# START OF Record list

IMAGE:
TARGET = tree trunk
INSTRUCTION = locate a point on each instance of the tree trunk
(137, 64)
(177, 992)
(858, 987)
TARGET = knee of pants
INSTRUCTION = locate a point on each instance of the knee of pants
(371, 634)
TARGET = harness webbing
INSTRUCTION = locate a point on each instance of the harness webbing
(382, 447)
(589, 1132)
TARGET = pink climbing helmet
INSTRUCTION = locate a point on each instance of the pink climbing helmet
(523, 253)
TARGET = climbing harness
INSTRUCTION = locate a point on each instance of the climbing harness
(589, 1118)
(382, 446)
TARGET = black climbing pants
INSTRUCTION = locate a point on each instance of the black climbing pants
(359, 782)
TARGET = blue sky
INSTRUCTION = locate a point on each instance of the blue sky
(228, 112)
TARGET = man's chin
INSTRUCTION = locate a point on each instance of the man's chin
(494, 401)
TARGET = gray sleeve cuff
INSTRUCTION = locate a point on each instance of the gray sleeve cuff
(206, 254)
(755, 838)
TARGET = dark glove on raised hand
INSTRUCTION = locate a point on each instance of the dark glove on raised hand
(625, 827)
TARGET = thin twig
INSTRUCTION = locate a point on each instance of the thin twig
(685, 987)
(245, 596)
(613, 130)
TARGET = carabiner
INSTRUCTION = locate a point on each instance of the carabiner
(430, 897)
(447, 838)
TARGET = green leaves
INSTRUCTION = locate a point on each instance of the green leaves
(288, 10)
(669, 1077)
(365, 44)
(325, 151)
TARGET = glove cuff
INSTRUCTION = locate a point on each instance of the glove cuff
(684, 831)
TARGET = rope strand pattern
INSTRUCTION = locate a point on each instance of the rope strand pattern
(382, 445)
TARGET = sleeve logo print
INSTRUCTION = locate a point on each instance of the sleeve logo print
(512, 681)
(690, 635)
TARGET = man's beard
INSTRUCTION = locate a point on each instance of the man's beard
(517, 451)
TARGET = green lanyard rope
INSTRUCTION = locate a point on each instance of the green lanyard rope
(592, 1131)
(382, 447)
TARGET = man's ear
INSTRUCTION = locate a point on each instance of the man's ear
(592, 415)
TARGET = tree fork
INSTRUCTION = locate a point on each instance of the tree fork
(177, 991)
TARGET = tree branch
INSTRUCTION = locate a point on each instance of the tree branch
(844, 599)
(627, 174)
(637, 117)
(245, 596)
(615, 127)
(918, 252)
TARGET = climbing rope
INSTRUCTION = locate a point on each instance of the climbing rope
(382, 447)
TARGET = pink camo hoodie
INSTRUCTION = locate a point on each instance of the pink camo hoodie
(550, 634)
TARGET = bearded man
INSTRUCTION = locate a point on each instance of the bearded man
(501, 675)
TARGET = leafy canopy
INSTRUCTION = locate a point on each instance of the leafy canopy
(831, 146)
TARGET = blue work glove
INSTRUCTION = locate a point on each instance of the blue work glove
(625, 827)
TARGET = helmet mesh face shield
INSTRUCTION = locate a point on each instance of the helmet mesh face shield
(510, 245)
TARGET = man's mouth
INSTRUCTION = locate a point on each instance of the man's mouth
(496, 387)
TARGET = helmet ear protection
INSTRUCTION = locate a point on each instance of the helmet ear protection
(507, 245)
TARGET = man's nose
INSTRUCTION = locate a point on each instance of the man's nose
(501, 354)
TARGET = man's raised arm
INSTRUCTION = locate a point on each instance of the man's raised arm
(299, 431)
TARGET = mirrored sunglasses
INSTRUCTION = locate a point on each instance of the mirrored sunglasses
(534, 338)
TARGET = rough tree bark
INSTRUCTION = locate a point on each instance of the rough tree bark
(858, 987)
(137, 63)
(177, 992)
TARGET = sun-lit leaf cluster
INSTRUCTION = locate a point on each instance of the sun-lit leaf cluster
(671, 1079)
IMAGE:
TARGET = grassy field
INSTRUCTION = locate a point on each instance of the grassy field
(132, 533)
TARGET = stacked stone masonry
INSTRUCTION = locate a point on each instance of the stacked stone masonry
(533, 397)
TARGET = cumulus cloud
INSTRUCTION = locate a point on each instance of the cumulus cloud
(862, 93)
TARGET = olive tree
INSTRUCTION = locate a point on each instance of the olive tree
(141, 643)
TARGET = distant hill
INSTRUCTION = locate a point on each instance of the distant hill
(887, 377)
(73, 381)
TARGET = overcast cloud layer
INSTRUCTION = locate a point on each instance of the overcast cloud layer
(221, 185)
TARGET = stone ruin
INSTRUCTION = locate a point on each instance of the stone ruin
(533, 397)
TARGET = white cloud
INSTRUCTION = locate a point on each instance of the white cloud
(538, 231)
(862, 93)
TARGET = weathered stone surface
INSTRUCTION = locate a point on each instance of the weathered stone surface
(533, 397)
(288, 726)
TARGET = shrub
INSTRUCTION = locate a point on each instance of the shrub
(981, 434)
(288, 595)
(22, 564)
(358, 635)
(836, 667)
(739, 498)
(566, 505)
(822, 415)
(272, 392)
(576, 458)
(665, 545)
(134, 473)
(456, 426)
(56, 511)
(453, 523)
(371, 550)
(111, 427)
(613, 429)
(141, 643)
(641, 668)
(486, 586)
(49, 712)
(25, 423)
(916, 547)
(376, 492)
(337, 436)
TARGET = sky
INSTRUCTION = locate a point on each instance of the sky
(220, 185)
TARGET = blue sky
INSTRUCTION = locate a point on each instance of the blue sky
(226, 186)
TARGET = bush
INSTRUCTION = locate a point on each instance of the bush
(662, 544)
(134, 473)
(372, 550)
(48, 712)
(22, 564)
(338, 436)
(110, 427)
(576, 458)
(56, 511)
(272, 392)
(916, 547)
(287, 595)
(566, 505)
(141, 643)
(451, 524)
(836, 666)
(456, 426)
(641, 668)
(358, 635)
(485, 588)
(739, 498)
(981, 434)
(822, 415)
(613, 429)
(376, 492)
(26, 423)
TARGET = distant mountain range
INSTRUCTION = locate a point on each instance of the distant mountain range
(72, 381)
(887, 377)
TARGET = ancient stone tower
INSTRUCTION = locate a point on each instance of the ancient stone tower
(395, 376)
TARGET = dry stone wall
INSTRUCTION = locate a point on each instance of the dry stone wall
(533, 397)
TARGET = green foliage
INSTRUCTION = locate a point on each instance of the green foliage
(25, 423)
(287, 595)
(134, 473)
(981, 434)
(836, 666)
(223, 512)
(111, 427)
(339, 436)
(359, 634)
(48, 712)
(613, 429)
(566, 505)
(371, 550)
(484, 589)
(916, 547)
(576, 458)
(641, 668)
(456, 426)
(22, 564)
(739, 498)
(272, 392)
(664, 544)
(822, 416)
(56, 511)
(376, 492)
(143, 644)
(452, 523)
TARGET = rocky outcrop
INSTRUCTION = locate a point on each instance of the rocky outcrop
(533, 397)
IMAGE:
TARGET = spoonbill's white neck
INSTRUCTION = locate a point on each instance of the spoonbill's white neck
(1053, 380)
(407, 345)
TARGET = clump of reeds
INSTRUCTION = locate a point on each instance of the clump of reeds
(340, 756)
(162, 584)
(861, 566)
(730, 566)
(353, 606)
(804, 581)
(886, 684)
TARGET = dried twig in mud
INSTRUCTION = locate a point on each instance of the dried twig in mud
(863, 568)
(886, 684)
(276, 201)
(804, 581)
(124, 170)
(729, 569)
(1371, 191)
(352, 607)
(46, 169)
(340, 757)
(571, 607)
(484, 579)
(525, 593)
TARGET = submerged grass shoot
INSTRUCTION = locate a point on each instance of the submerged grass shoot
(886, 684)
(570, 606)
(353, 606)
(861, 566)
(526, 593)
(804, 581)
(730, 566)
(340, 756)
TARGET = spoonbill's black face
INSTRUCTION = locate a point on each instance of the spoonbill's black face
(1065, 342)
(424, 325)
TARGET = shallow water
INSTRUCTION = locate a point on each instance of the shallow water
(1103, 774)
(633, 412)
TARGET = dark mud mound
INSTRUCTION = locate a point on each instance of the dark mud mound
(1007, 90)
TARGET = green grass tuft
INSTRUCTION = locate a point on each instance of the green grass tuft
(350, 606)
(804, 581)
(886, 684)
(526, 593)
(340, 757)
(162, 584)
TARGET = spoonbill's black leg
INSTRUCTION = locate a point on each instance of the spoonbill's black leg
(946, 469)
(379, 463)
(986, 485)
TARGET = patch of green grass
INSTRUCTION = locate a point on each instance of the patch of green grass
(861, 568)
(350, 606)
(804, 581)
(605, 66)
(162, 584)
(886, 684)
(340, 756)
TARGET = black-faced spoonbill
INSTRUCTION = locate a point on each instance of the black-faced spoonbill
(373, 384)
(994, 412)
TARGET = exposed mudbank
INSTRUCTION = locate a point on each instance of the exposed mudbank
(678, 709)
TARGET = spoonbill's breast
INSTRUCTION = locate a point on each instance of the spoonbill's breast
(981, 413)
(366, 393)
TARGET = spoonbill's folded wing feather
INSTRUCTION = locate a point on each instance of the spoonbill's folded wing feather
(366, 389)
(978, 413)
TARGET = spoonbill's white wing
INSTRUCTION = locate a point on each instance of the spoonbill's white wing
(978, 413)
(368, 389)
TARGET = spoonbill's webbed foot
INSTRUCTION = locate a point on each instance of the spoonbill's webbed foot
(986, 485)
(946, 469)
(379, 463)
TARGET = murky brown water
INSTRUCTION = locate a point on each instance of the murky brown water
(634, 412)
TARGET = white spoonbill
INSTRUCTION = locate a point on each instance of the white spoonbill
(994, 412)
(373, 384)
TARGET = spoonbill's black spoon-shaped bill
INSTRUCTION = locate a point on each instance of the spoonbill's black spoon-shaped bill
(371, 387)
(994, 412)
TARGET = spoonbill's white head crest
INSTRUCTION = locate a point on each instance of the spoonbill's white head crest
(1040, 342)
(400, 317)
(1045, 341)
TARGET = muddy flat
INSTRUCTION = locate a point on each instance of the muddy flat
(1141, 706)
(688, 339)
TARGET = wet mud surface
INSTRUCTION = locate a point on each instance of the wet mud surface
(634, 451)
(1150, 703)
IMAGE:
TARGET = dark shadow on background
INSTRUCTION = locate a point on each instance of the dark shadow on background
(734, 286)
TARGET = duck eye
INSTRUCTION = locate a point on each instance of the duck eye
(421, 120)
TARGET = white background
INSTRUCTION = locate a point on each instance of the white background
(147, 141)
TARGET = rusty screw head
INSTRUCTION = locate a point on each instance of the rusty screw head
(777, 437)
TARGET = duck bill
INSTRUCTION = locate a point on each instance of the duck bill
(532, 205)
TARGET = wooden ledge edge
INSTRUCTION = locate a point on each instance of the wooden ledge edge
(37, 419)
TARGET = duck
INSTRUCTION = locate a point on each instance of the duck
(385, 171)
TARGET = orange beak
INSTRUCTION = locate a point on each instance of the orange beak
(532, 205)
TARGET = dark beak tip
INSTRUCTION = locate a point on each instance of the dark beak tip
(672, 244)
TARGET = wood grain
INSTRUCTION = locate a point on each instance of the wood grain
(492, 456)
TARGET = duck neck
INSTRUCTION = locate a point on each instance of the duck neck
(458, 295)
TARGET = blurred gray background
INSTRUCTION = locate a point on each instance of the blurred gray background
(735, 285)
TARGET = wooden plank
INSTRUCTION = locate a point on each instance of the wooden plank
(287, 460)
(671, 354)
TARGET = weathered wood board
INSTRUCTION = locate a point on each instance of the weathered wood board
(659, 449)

# END OF Record list

### Directions
Take the lines from the one containing "TARGET = wooden ledge edge" to the last line of the material above and write them out exactly.

### Output below
TARGET = wooden ledge edge
INSTRUCTION = locate a point on each instance of the wooden ledge edge
(37, 419)
TARGET = duck
INSTRUCTION = locate a point on each instance of the duck
(385, 171)
TARGET = orange beak
INSTRUCTION = locate a point on each instance of the orange beak
(532, 205)
TARGET = dark beak tip
INSTRUCTION = locate a point on each instance of the dark beak tip
(672, 244)
TARGET = wood grain
INSTRUCTION = locate a point on each instance of the wood grain
(492, 456)
TARGET = duck neck
INSTRUCTION = locate a point on each instance of the duck neck
(458, 295)
TARGET = blurred gray background
INSTRUCTION = locate a point on each instance of the blurred gray background
(735, 285)
TARGET = wooden plank
INSTRUCTION = locate a point on each instance of the wooden plank
(287, 460)
(671, 354)
TARGET = weathered wood board
INSTRUCTION = locate a point on each instance of the weathered wood board
(659, 449)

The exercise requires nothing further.